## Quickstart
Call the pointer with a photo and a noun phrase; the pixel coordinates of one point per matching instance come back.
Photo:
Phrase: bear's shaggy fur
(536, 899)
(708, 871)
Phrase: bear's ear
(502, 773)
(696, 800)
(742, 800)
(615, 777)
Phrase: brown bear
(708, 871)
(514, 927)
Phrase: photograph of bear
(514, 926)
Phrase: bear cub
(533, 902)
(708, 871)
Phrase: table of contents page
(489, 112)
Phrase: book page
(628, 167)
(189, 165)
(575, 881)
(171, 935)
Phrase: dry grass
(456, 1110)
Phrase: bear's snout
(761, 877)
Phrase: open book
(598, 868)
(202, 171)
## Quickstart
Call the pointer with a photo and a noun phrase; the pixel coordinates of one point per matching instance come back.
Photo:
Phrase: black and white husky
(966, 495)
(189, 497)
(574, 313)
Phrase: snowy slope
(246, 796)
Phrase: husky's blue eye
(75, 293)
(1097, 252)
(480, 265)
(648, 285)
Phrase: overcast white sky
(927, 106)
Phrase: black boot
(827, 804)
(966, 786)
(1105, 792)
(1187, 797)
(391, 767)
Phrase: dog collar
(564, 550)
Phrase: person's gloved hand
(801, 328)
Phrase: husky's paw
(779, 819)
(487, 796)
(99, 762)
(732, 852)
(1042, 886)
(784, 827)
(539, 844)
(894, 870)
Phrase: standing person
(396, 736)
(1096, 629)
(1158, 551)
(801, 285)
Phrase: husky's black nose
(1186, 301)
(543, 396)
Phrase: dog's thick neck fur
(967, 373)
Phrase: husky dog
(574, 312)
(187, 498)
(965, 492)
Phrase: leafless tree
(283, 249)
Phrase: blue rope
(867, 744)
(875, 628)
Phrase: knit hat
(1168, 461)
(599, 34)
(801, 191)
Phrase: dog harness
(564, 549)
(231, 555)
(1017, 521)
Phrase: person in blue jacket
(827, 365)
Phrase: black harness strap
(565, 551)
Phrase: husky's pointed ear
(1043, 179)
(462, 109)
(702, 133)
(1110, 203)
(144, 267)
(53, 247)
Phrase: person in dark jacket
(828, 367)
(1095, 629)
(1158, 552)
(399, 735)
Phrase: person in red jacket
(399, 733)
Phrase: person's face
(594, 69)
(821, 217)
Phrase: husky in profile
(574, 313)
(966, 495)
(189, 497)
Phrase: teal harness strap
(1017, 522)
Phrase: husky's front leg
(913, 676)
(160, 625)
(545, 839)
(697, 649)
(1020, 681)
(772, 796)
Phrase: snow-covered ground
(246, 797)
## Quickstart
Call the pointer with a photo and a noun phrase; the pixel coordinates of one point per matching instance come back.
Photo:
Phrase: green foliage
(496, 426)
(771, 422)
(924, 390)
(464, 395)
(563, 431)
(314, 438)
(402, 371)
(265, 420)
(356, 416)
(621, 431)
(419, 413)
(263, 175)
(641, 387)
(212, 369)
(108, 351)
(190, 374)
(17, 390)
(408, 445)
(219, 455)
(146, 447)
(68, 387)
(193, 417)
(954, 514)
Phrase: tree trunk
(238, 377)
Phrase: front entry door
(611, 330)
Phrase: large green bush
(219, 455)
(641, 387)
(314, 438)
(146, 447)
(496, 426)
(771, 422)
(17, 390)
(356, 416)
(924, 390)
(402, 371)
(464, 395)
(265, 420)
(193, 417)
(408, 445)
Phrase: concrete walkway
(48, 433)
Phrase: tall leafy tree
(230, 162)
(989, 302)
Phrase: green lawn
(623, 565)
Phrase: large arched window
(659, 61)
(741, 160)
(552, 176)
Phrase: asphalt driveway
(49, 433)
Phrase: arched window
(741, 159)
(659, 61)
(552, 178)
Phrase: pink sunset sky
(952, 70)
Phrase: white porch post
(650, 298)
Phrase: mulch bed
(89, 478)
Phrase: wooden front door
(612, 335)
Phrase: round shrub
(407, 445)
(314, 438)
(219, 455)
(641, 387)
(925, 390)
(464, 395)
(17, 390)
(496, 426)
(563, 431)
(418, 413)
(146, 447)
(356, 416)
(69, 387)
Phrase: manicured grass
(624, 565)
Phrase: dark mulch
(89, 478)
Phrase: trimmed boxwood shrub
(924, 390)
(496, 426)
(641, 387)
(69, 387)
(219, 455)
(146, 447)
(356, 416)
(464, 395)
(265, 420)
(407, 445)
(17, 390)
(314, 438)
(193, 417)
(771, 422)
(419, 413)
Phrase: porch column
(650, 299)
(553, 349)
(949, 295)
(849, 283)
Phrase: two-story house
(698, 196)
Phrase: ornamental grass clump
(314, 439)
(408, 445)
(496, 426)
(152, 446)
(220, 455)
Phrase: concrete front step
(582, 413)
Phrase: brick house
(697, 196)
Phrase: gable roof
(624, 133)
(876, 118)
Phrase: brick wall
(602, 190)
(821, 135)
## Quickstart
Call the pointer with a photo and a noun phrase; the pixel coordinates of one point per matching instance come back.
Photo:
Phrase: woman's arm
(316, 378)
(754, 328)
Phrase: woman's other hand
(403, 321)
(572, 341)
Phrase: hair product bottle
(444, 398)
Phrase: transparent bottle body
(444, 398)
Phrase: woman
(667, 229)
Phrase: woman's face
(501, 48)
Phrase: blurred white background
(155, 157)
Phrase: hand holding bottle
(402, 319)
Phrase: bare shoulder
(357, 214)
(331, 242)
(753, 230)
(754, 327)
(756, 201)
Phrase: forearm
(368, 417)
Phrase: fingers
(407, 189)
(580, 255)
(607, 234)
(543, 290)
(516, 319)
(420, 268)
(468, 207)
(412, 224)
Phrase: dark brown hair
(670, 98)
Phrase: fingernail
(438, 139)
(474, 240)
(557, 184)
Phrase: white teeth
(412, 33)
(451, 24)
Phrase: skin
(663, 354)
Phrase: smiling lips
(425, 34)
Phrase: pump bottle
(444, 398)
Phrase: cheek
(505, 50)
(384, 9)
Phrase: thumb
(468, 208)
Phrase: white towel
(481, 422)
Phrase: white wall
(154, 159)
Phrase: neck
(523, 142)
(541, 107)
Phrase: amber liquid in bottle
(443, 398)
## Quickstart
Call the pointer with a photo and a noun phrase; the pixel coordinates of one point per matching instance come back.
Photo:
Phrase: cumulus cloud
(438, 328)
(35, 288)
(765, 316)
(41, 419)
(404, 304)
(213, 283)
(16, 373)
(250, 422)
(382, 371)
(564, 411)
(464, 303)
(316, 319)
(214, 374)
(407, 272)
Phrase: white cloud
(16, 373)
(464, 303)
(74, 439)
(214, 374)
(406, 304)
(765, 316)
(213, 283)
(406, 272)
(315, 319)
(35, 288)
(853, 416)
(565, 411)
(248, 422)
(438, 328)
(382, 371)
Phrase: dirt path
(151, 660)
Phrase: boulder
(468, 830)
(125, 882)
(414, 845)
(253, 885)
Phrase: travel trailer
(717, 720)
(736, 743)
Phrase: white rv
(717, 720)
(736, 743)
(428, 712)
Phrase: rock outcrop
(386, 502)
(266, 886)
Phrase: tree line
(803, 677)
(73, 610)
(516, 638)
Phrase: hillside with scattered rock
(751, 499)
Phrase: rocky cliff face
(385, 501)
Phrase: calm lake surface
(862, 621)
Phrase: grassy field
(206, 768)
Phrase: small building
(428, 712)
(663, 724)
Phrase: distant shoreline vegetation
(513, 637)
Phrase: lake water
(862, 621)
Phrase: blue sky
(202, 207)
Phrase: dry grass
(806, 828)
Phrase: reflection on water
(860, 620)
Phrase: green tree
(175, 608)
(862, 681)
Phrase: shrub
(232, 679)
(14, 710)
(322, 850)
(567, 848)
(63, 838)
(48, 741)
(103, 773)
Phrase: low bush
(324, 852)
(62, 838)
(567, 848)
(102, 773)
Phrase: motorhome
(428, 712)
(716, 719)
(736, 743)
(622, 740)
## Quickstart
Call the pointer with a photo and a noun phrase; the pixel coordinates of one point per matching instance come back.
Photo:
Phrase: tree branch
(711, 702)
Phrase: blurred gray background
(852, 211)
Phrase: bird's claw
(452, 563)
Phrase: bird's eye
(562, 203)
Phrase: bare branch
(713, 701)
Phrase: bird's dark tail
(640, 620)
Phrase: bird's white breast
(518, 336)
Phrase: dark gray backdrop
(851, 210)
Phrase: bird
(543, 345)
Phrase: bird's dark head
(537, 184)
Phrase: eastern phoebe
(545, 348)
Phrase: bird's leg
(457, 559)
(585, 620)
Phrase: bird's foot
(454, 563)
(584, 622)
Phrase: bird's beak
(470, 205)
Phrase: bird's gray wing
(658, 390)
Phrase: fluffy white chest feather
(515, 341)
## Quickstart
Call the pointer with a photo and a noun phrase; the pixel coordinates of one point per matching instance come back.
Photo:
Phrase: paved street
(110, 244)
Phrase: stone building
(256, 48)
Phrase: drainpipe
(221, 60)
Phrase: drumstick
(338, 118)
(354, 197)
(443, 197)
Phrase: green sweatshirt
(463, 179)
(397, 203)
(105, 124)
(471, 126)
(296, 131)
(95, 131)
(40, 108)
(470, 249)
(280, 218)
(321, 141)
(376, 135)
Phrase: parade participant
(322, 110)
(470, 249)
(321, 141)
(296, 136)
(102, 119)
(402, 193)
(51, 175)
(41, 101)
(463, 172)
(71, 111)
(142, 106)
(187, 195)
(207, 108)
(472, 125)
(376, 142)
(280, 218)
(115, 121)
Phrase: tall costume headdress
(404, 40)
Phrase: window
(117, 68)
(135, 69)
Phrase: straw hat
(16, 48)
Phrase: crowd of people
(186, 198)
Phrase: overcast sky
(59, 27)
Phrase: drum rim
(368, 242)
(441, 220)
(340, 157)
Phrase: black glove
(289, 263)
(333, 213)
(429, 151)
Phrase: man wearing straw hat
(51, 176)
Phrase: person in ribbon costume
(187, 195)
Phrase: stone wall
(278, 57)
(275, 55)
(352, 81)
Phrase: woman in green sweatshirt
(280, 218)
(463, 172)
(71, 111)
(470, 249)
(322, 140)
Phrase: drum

* * * * * * *

What needs to be done: Write out the opening part of the items word for word, from their very first line through the line containing "(456, 1110)", including both of those lines.

Solution to this task:
## Quickstart
Call the pointer with a photo and a noun phrase; the pixel coordinates of one point per matching instance come back.
Photo:
Phrase: bear's shaggy fur
(536, 899)
(708, 871)
Phrase: bear's ear
(502, 773)
(696, 800)
(742, 800)
(615, 777)
Phrase: brown bear
(708, 871)
(514, 927)
Phrase: photograph of bear
(514, 926)
Phrase: bear cub
(533, 902)
(708, 871)
Phrase: table of contents page
(489, 112)
Phrase: book page
(628, 167)
(189, 165)
(575, 881)
(171, 935)
Phrase: dry grass
(456, 1110)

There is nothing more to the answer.